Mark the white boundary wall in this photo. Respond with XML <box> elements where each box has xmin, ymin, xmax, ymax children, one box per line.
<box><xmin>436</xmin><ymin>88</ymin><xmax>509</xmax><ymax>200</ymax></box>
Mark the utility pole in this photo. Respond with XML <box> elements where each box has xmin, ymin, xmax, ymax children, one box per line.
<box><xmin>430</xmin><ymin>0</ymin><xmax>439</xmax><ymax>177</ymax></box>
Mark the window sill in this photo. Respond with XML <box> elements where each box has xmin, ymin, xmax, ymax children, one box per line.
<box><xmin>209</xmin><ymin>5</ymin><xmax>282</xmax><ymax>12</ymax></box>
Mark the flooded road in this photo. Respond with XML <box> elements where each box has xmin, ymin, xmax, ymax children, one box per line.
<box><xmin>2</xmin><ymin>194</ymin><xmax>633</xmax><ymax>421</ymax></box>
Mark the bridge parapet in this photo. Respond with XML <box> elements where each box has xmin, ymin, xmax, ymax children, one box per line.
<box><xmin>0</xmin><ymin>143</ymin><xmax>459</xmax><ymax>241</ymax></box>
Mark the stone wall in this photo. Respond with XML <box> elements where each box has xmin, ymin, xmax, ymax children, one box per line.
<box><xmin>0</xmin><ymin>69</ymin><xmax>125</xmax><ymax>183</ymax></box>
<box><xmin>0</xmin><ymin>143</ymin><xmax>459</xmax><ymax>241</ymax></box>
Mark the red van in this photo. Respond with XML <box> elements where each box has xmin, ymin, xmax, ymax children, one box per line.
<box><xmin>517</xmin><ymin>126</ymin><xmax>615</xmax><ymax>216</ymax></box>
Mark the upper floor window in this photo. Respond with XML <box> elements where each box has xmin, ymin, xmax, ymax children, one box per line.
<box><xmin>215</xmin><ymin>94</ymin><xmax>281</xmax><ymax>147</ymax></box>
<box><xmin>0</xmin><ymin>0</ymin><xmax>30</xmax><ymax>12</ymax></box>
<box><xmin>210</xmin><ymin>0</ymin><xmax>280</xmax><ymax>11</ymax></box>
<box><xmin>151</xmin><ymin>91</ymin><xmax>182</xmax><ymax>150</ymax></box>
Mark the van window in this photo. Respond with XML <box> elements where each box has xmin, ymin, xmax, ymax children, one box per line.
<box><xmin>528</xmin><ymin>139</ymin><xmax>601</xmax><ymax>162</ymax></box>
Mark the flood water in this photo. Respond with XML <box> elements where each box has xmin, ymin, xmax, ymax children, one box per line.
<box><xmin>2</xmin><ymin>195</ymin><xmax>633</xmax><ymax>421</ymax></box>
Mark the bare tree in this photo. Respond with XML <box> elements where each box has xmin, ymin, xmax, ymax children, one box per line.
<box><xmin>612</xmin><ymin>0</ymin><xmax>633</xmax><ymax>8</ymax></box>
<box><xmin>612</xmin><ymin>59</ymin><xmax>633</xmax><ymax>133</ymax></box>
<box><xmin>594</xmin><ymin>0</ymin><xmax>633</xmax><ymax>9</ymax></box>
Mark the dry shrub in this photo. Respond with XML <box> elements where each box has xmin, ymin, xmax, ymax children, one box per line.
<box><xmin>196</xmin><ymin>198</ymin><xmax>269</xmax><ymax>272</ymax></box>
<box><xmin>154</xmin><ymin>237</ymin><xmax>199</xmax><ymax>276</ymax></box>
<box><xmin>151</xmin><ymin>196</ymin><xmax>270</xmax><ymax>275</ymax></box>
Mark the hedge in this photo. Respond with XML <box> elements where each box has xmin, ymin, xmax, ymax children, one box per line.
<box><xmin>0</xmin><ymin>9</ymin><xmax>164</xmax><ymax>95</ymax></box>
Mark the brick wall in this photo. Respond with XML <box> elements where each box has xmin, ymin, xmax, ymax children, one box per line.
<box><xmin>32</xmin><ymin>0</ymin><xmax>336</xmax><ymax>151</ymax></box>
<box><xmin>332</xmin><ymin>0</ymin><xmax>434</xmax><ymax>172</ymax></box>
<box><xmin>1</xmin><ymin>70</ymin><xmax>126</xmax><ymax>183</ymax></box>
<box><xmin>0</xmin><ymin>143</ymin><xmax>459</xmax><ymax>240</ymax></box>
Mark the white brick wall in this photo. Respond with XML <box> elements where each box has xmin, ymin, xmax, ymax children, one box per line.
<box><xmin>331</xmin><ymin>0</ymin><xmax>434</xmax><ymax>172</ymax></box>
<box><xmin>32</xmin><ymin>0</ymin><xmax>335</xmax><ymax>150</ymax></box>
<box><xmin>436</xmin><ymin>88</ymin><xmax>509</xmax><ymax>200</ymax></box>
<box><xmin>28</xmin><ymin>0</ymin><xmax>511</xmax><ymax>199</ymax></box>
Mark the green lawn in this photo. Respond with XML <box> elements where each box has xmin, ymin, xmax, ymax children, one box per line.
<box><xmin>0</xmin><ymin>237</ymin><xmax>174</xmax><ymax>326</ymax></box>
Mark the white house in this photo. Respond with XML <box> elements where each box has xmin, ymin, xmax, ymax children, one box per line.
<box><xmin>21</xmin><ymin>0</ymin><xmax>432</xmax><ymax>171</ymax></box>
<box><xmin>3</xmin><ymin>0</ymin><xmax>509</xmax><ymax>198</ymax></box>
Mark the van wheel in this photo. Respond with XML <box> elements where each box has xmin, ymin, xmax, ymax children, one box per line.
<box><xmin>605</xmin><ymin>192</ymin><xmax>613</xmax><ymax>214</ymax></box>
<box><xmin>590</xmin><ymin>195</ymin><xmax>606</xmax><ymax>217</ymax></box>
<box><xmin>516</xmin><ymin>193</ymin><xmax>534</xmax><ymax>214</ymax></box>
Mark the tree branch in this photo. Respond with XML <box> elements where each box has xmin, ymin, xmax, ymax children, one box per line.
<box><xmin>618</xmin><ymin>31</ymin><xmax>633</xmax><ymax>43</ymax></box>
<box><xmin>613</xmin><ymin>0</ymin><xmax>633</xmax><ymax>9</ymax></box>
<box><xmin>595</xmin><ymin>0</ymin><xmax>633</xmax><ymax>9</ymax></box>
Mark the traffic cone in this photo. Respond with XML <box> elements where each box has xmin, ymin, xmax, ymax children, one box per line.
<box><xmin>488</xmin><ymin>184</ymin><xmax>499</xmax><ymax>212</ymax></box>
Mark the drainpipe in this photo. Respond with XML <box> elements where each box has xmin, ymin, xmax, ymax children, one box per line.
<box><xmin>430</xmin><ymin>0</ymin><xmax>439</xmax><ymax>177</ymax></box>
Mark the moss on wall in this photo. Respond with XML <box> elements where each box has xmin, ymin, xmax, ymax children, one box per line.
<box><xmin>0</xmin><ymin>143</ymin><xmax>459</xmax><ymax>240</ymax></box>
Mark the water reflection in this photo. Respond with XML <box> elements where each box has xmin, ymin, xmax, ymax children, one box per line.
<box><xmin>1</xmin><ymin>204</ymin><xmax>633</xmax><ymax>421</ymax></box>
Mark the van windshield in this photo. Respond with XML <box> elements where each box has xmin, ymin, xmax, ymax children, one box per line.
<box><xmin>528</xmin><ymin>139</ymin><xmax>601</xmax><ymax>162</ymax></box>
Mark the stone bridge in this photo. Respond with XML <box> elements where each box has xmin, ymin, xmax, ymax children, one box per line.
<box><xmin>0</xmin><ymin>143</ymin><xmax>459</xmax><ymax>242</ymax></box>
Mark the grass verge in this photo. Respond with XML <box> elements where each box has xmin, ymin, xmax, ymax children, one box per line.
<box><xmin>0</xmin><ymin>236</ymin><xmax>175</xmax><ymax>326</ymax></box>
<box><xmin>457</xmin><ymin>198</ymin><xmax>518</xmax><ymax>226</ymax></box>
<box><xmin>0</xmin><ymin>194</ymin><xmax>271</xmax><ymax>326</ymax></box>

> [Work instruction]
Word for word, retype each record.

> [Task result]
Mark the white boundary wall in this photo. Respond with XML <box> elements where each box has xmin, ymin, xmax, ymax children, one box per line.
<box><xmin>436</xmin><ymin>88</ymin><xmax>509</xmax><ymax>200</ymax></box>
Mark the utility pole in this photo. Respond with XML <box> elements where each box has xmin, ymin, xmax, ymax children, one box per line.
<box><xmin>430</xmin><ymin>0</ymin><xmax>439</xmax><ymax>177</ymax></box>
Mark the window sill in this photo. Respond with XML <box> elements where each box has xmin, ymin, xmax, ymax children, one box per line.
<box><xmin>209</xmin><ymin>5</ymin><xmax>282</xmax><ymax>12</ymax></box>
Mark the flooded road in this photo. Respond with XML <box> elements where each box has xmin, ymin, xmax, ymax children, one box per line.
<box><xmin>2</xmin><ymin>194</ymin><xmax>633</xmax><ymax>421</ymax></box>
Mark the bridge parapet in this photo. Respond with XML <box> elements where each box has xmin, ymin, xmax, ymax children, one box per line.
<box><xmin>0</xmin><ymin>143</ymin><xmax>459</xmax><ymax>241</ymax></box>
Mark the stone wall in this photo. Respond with XML <box> elements where each box has xmin, ymin, xmax, ymax children, one box per line.
<box><xmin>0</xmin><ymin>69</ymin><xmax>125</xmax><ymax>183</ymax></box>
<box><xmin>0</xmin><ymin>143</ymin><xmax>459</xmax><ymax>241</ymax></box>
Mark the red van in this photo. Respond with XML <box> elements where each box has xmin, ymin, xmax, ymax children, one box per line.
<box><xmin>517</xmin><ymin>126</ymin><xmax>615</xmax><ymax>216</ymax></box>
Mark the upper floor window in this photo. Respond with XML <box> elements where each box has xmin, ymin, xmax, ymax children, one box per line.
<box><xmin>215</xmin><ymin>94</ymin><xmax>281</xmax><ymax>147</ymax></box>
<box><xmin>0</xmin><ymin>0</ymin><xmax>30</xmax><ymax>12</ymax></box>
<box><xmin>210</xmin><ymin>0</ymin><xmax>280</xmax><ymax>11</ymax></box>
<box><xmin>151</xmin><ymin>91</ymin><xmax>182</xmax><ymax>150</ymax></box>
Mark the van window in this photo. Respond with XML <box> elements where each box has xmin, ymin, xmax, ymax children, one box per line.
<box><xmin>528</xmin><ymin>139</ymin><xmax>601</xmax><ymax>162</ymax></box>
Mark the flood water in this photo. Respond with XML <box> elements where each box has xmin, ymin, xmax, ymax children, one box per line.
<box><xmin>2</xmin><ymin>195</ymin><xmax>633</xmax><ymax>421</ymax></box>
Mark the bare tree in this photo. Respond with XML <box> elements where each box has xmin, ymin, xmax, ymax children, one box per line.
<box><xmin>612</xmin><ymin>0</ymin><xmax>633</xmax><ymax>8</ymax></box>
<box><xmin>612</xmin><ymin>59</ymin><xmax>633</xmax><ymax>133</ymax></box>
<box><xmin>594</xmin><ymin>0</ymin><xmax>633</xmax><ymax>9</ymax></box>
Mark the dry shrub in this photo. Respond with XML <box> elements where each box has xmin, ymin, xmax, ymax children, one box per line.
<box><xmin>196</xmin><ymin>198</ymin><xmax>269</xmax><ymax>272</ymax></box>
<box><xmin>154</xmin><ymin>237</ymin><xmax>199</xmax><ymax>276</ymax></box>
<box><xmin>151</xmin><ymin>196</ymin><xmax>270</xmax><ymax>275</ymax></box>
Mark the hedge in this photo. Respond with XML <box> elements where each box has xmin, ymin, xmax, ymax children, one box per line.
<box><xmin>0</xmin><ymin>9</ymin><xmax>164</xmax><ymax>95</ymax></box>
Mark the brick wall in this photo. Respond with XML <box> elements where each box has xmin, ymin, xmax, ymax children, one box per line.
<box><xmin>32</xmin><ymin>0</ymin><xmax>336</xmax><ymax>151</ymax></box>
<box><xmin>332</xmin><ymin>0</ymin><xmax>434</xmax><ymax>172</ymax></box>
<box><xmin>1</xmin><ymin>70</ymin><xmax>126</xmax><ymax>183</ymax></box>
<box><xmin>0</xmin><ymin>143</ymin><xmax>459</xmax><ymax>240</ymax></box>
Mark the white brick wall in this photo. Respond with XML <box> elements where each box has xmin, ymin, xmax, ymax children, one box per line.
<box><xmin>331</xmin><ymin>0</ymin><xmax>434</xmax><ymax>172</ymax></box>
<box><xmin>32</xmin><ymin>0</ymin><xmax>335</xmax><ymax>150</ymax></box>
<box><xmin>436</xmin><ymin>88</ymin><xmax>509</xmax><ymax>200</ymax></box>
<box><xmin>28</xmin><ymin>0</ymin><xmax>511</xmax><ymax>199</ymax></box>
Mark the green lawn in this photo. Respond with XML <box> elements where each box has xmin, ymin, xmax, ymax children, one box per line.
<box><xmin>0</xmin><ymin>237</ymin><xmax>174</xmax><ymax>326</ymax></box>
Mark the white house in this photo. Respond with XML <box> elements where each box has xmin, ymin, xmax, ymax children, one box per line.
<box><xmin>21</xmin><ymin>0</ymin><xmax>432</xmax><ymax>171</ymax></box>
<box><xmin>3</xmin><ymin>0</ymin><xmax>509</xmax><ymax>198</ymax></box>
Mark the van wheel in this photo. Respond with XML <box> elements where each box has xmin, ymin, xmax, ymax children, one box per line.
<box><xmin>605</xmin><ymin>192</ymin><xmax>613</xmax><ymax>214</ymax></box>
<box><xmin>590</xmin><ymin>195</ymin><xmax>606</xmax><ymax>217</ymax></box>
<box><xmin>516</xmin><ymin>193</ymin><xmax>534</xmax><ymax>214</ymax></box>
Mark the tree branch in this photo. Respond with XML <box> elements where each box has xmin, ymin, xmax, ymax children, one box per line.
<box><xmin>618</xmin><ymin>31</ymin><xmax>633</xmax><ymax>43</ymax></box>
<box><xmin>613</xmin><ymin>0</ymin><xmax>633</xmax><ymax>9</ymax></box>
<box><xmin>595</xmin><ymin>0</ymin><xmax>633</xmax><ymax>9</ymax></box>
Mark the traffic cone in this photo. Respond with XML <box> elements where each box has xmin, ymin, xmax, ymax children, one box per line.
<box><xmin>488</xmin><ymin>184</ymin><xmax>499</xmax><ymax>212</ymax></box>
Mark the drainpipe in this photo. Respond with XML <box> elements where each box has xmin, ymin, xmax, ymax children, one box per line.
<box><xmin>430</xmin><ymin>0</ymin><xmax>439</xmax><ymax>177</ymax></box>
Mark the moss on wall in this photo. Respond with XML <box> elements where each box has xmin, ymin, xmax, ymax children, one box per line.
<box><xmin>0</xmin><ymin>143</ymin><xmax>459</xmax><ymax>240</ymax></box>
Mark the water reflection in this photo. Respond with XML <box> elements where each box has xmin, ymin, xmax, ymax children, one box per line.
<box><xmin>1</xmin><ymin>204</ymin><xmax>633</xmax><ymax>421</ymax></box>
Mark the van windshield in this photo. Respond with XML <box> elements where each box has xmin, ymin, xmax, ymax children, one box per line.
<box><xmin>528</xmin><ymin>139</ymin><xmax>601</xmax><ymax>162</ymax></box>
Mark the stone bridge in this photo. Respond with XML <box> elements where each box has xmin, ymin, xmax, ymax children, one box per line.
<box><xmin>0</xmin><ymin>143</ymin><xmax>459</xmax><ymax>242</ymax></box>
Mark the grass verge in this photo. Respond with XML <box> elements where each box has xmin, ymin, xmax, ymax children, one box per line.
<box><xmin>0</xmin><ymin>236</ymin><xmax>175</xmax><ymax>326</ymax></box>
<box><xmin>457</xmin><ymin>198</ymin><xmax>518</xmax><ymax>226</ymax></box>
<box><xmin>0</xmin><ymin>194</ymin><xmax>271</xmax><ymax>326</ymax></box>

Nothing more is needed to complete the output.